Extract >>
•••
A New Regulatory Approach for the Accounting Industry, But Same Old Results
The second post today is a short follow up from a post
earlier in the year that looked at the leniency
of the deterrent selected for the accounting industry. In that post we
looked at how the SEC and the Financial Reporting Council (FRC) were handing
out ‘record fines’ of £5m here or $6 million there, something which onlookers
noted was ‘less
than half a day’s work’ for these top-four Auditors. Therefore, you can
imagine this author’s delight when reading the headline in the Financial Times yesterday that a ‘review recommends
larger fines for accountancy firms’; yet, regular readers of Financial Regulation Matters know that
there was no such delight, because the rest of the article could have been written
without one having read it.
•••
Record set >>
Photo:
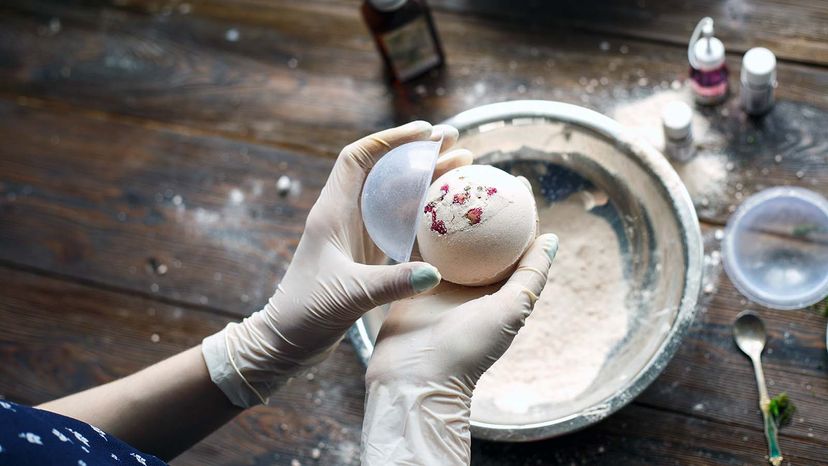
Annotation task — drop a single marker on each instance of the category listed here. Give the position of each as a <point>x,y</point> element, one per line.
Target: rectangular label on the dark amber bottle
<point>411,49</point>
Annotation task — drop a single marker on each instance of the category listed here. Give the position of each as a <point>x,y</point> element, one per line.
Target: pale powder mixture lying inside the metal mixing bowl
<point>578,319</point>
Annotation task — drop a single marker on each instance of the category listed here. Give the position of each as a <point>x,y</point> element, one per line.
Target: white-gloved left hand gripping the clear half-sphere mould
<point>332,280</point>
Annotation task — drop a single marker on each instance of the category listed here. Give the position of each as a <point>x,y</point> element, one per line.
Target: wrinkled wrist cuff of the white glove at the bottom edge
<point>416,424</point>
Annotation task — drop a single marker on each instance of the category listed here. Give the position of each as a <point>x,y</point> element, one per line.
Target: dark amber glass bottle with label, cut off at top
<point>405,36</point>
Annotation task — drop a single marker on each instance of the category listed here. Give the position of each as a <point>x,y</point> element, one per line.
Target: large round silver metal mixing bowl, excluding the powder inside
<point>564,149</point>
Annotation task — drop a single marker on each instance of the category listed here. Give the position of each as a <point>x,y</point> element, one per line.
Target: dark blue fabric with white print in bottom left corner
<point>30,436</point>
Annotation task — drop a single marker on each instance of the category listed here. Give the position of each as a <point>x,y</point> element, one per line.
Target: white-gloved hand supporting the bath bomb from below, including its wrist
<point>430,353</point>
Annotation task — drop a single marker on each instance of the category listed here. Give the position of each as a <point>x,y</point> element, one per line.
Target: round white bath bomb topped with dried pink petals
<point>477,222</point>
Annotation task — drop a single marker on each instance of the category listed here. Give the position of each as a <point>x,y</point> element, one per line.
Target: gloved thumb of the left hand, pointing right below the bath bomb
<point>382,284</point>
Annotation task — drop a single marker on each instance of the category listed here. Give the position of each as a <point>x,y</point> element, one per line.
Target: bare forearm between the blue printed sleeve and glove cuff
<point>163,409</point>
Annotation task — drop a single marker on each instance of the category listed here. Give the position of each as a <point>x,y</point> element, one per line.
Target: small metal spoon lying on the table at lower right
<point>749,333</point>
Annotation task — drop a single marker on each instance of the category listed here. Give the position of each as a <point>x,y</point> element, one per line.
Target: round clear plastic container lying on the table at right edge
<point>775,248</point>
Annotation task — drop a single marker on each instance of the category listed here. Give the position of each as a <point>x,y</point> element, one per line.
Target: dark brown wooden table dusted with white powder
<point>139,212</point>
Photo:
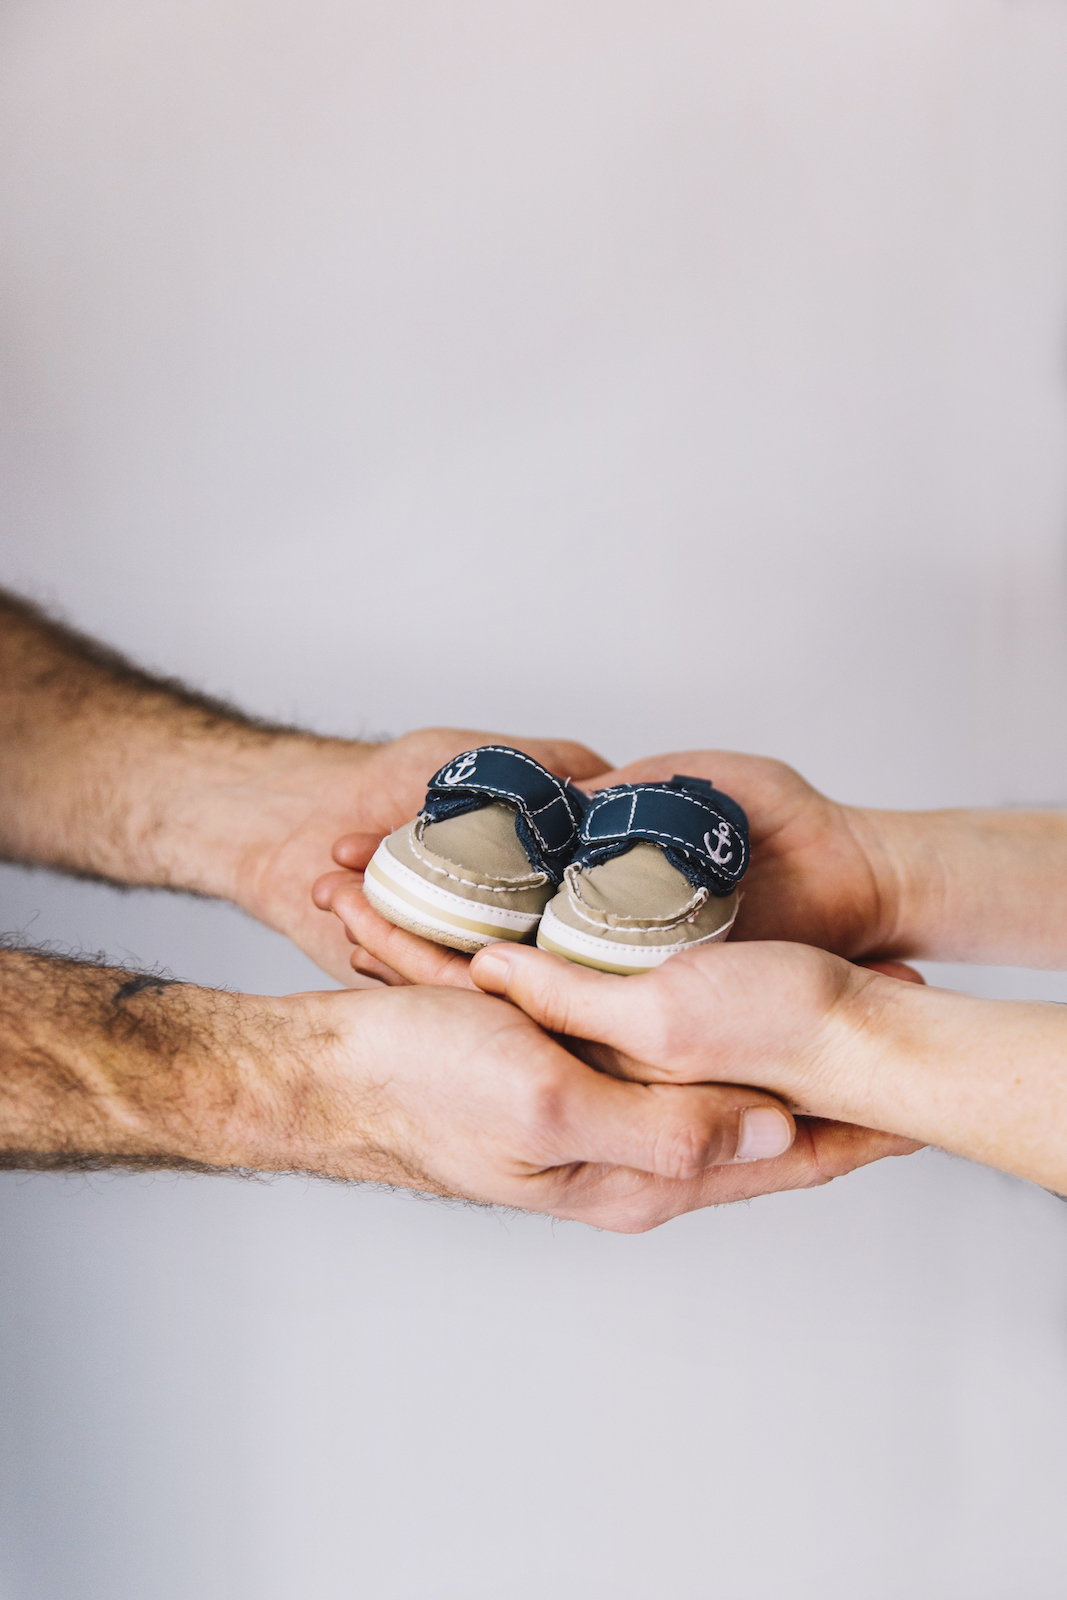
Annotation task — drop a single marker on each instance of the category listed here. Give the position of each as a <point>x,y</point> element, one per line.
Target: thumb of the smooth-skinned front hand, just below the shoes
<point>562,996</point>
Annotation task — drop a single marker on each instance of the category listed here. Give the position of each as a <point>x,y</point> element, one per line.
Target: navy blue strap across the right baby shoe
<point>703,833</point>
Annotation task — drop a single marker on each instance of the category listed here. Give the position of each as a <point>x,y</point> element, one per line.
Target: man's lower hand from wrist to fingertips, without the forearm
<point>462,1095</point>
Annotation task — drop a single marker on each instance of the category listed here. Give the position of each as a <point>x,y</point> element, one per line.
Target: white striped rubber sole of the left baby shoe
<point>434,913</point>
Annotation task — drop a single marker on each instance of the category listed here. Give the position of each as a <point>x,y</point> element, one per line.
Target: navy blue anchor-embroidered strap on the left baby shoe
<point>548,812</point>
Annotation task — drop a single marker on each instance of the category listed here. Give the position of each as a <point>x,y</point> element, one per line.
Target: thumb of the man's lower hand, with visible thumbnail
<point>671,1130</point>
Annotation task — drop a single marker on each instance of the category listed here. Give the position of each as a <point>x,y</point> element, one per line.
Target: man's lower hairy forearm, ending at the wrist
<point>106,1068</point>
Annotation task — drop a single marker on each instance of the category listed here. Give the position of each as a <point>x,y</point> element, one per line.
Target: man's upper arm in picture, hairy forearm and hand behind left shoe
<point>113,774</point>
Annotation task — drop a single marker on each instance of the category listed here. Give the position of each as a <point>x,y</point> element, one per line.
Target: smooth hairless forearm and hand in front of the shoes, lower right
<point>980,1078</point>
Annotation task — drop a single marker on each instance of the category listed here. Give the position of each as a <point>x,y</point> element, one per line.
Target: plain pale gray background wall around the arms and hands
<point>658,375</point>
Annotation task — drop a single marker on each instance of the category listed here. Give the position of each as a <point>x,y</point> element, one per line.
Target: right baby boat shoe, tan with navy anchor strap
<point>657,871</point>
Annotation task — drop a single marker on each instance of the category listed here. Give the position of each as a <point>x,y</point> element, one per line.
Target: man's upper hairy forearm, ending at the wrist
<point>113,774</point>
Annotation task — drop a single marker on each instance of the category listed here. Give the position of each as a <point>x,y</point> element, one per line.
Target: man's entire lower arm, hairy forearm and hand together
<point>426,1089</point>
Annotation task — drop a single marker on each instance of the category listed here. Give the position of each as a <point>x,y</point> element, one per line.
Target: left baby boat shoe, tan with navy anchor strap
<point>484,857</point>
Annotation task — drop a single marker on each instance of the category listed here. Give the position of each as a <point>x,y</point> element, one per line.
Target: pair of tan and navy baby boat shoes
<point>620,881</point>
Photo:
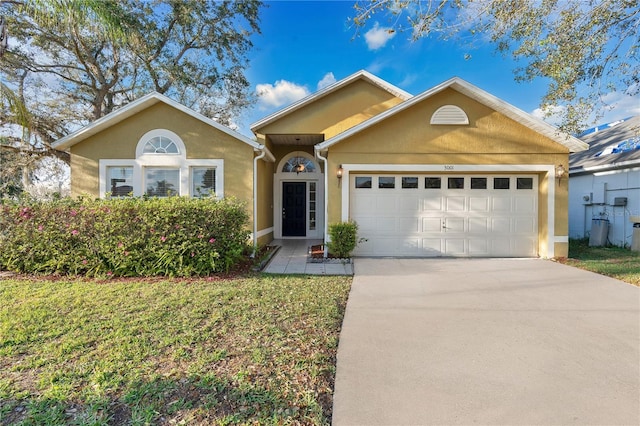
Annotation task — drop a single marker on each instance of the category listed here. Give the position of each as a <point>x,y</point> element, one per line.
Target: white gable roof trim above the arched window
<point>135,107</point>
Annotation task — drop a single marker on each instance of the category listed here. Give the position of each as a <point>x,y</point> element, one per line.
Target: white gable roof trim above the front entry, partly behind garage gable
<point>360,75</point>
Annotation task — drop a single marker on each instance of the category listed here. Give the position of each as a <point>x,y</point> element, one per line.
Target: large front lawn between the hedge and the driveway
<point>239,351</point>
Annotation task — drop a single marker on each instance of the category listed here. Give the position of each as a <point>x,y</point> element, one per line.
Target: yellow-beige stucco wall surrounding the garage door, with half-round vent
<point>490,139</point>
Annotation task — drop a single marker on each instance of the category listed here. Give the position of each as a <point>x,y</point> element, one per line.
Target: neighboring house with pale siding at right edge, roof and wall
<point>605,182</point>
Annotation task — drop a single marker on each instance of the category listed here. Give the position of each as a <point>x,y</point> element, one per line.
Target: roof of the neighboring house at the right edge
<point>617,146</point>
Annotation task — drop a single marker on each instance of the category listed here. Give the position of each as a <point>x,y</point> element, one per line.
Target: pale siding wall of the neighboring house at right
<point>605,186</point>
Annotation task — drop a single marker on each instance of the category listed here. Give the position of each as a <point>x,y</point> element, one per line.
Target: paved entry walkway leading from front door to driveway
<point>292,256</point>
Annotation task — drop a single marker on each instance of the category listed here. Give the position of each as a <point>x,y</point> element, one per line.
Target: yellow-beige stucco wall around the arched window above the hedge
<point>201,140</point>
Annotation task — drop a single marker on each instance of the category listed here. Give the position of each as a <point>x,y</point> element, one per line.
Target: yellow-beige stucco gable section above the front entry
<point>336,112</point>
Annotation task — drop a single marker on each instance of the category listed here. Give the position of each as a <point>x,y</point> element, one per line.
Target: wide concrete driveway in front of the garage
<point>487,341</point>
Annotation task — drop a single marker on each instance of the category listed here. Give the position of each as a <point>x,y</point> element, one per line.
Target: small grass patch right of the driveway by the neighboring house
<point>617,262</point>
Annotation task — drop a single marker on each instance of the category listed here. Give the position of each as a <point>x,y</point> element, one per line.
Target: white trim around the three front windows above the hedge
<point>162,162</point>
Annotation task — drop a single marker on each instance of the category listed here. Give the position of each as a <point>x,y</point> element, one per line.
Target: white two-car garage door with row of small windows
<point>445,215</point>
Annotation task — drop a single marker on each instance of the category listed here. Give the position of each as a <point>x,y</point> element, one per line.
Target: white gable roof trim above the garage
<point>477,94</point>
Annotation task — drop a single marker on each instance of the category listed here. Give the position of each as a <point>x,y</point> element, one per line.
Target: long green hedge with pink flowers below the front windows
<point>174,236</point>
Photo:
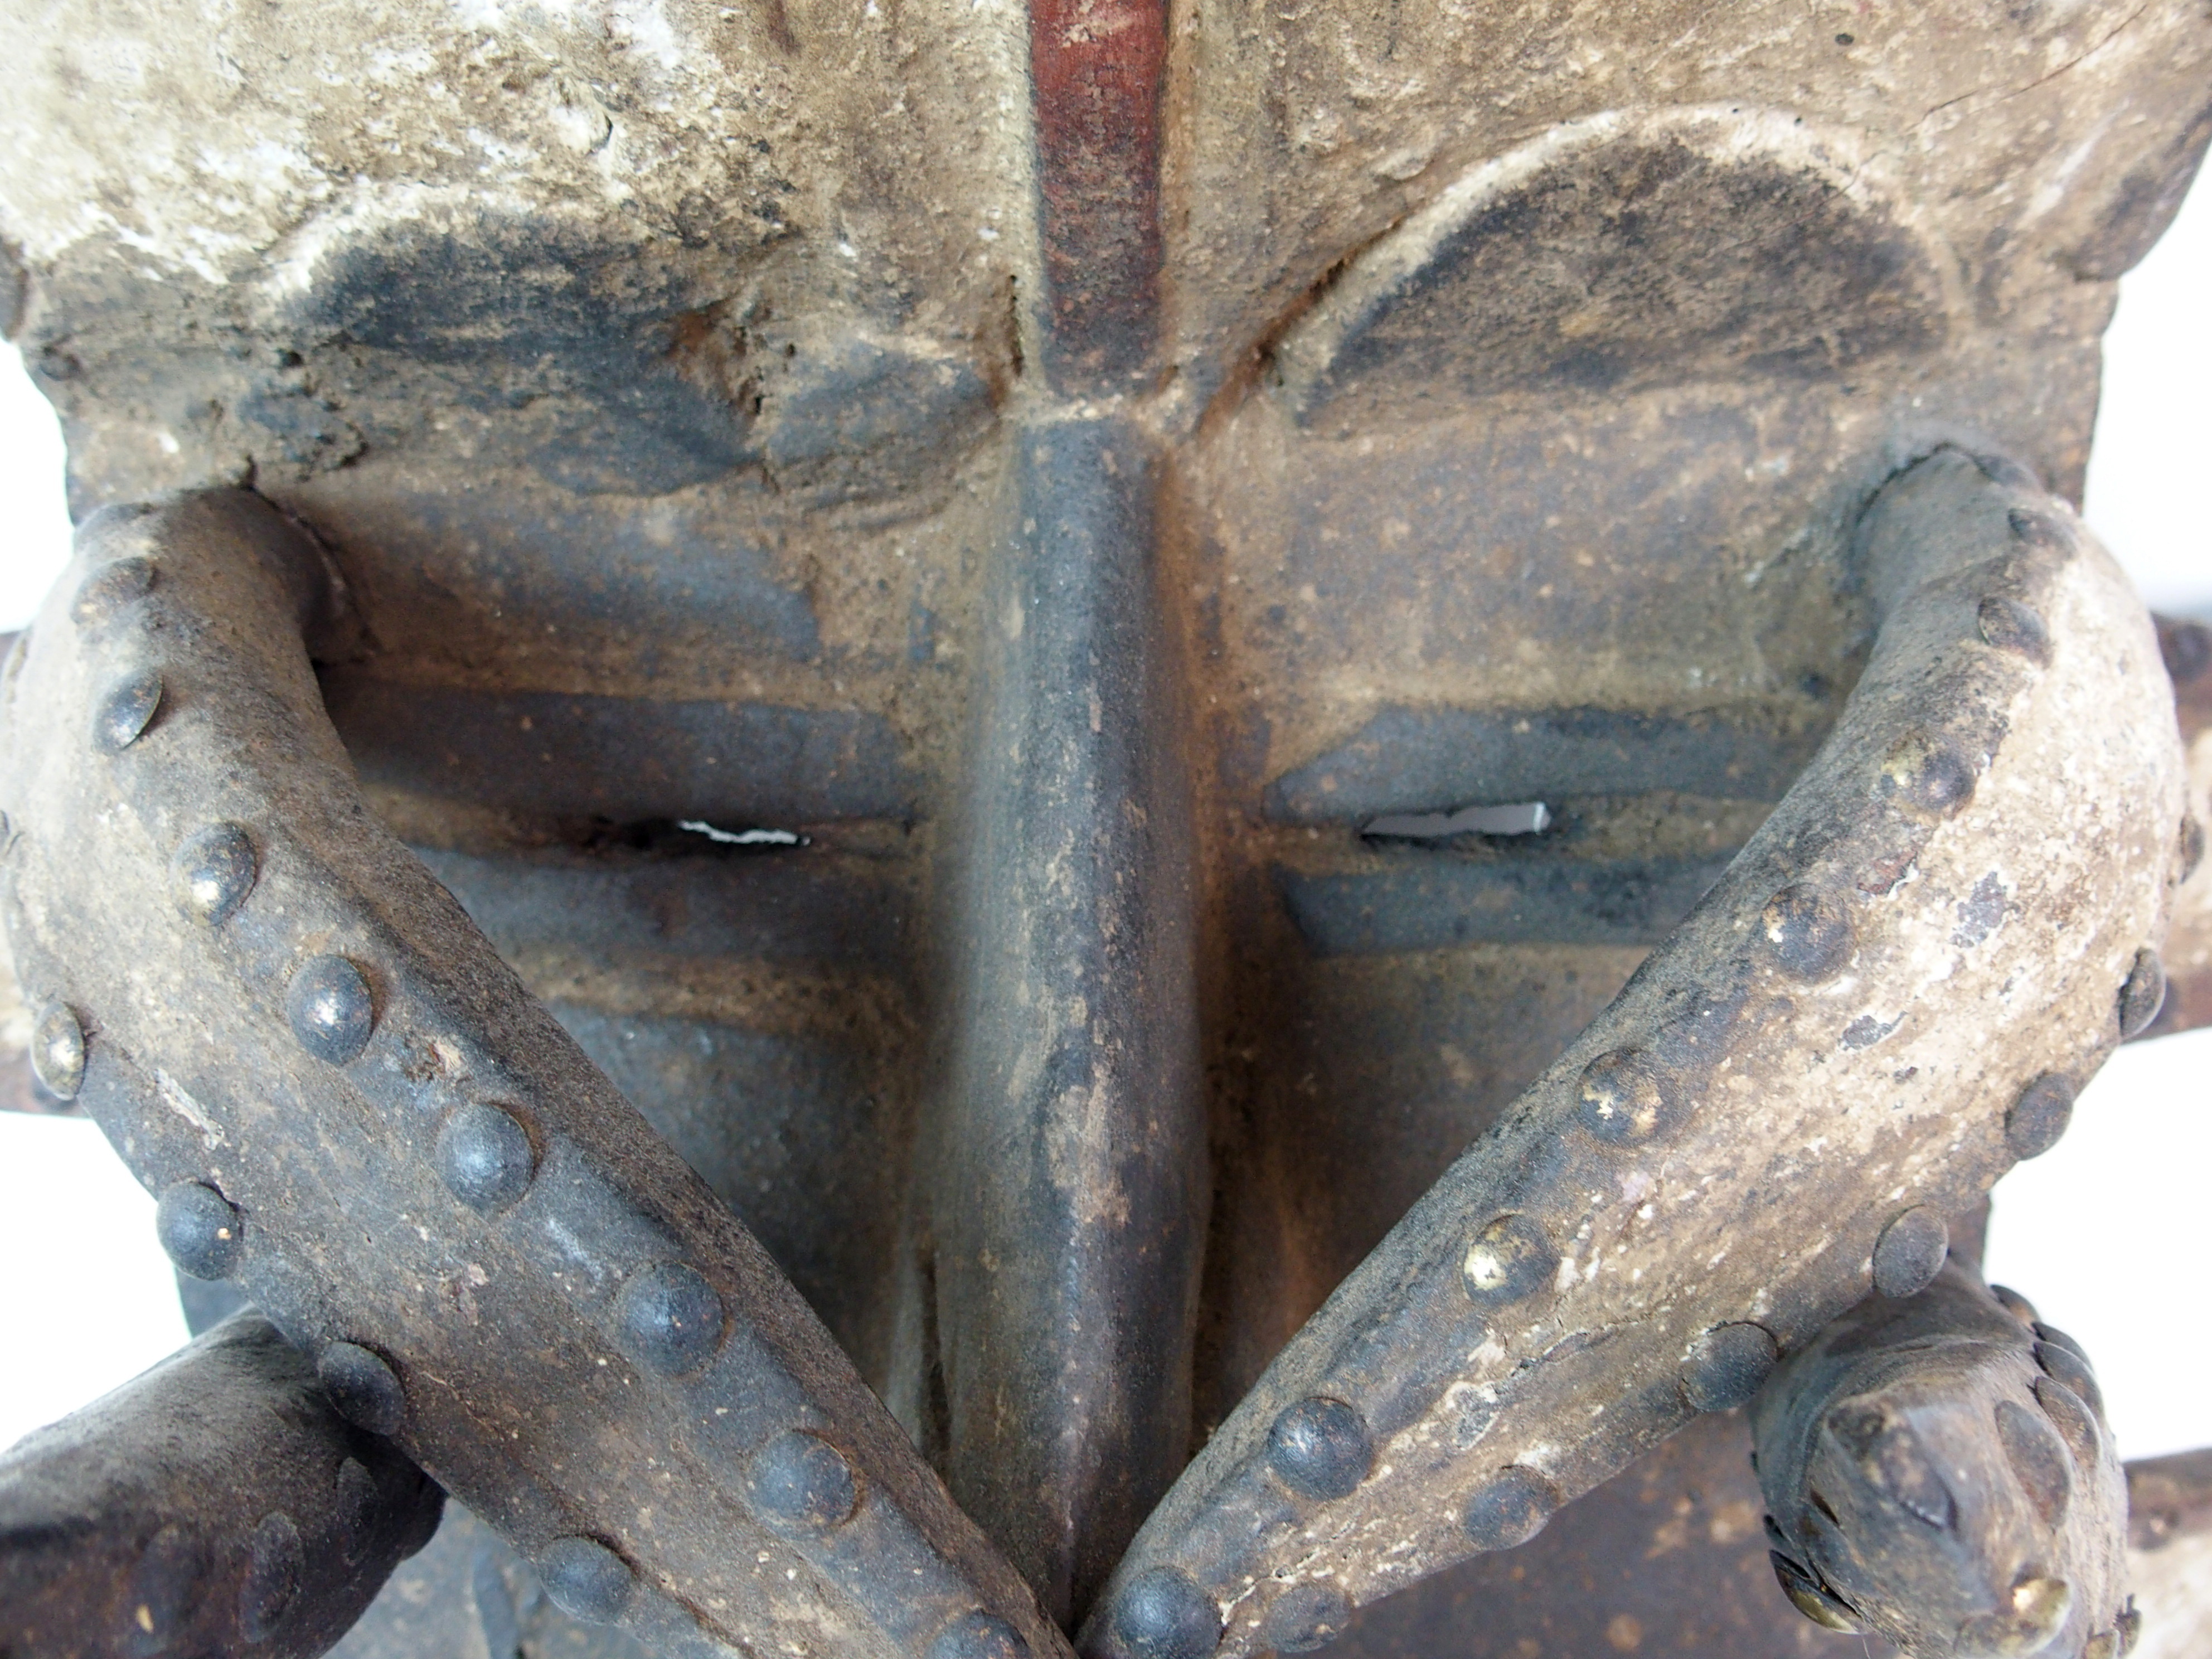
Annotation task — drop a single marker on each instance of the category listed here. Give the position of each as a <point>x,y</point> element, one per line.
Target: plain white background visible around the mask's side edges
<point>2107,1233</point>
•••
Check your understanding >>
1. Do the following statements agree with the post on fines for accounting firms? For each, answer yes or no and quote the deciding words.
(a) The SEC and the FRC were described as handing out "record fines."
(b) The headline about larger fines appeared in the Financial Times.
(c) The rest of the article delighted the author.
2. Carry on the post about fines for accounting firms, starting after its final sentence.

Numbered answers >>
1.
(a) Yes: "handing out ‘record fines’ of £5m here or $6 million there"
(b) Yes: "reading the headline in the Financial Times yesterday"
(c) No: "there was no such delight"

2.
Obviously, the article goes on to confirm that, as
suspected, the increase in fines was not really worthy of a headline, if the increase
even goes ahead at all. In the report
commissioned by the FRC and led by for Court of Appeal Judge Christopher
Clarke, it was mentioned that as a starting point the firms should not be able
to profit from wrongdoing (although they stated that identifying that profit
may be difficult owing to the nature of the business of auditing) and that ultimately
the ability to fine firms should be significantly
increased. The article in the FT makes the obvious comparison between
largest penalties attributed by the FRC and the FCA, with the FRC’s being £5.1
million and the FCA’s being £284 million – in reality, the FCA’s level of fines
also needs to be addressed. The most startling sentence in the article – ‘the
most controversial measure proposed by the review would enable the regulator to
fine large accounting firms by more than £10m’ – is perhaps indicative of where
the regulatory framework is up to. Whilst Clarke rightly notes that the smaller
fines like we have now are probably just recognised as ‘the cost of doing
business’, it is unlikely that fines of £10 million will fare much differently,
something with Professor Ramanna calls the ‘800-pound
gorilla’ in the room.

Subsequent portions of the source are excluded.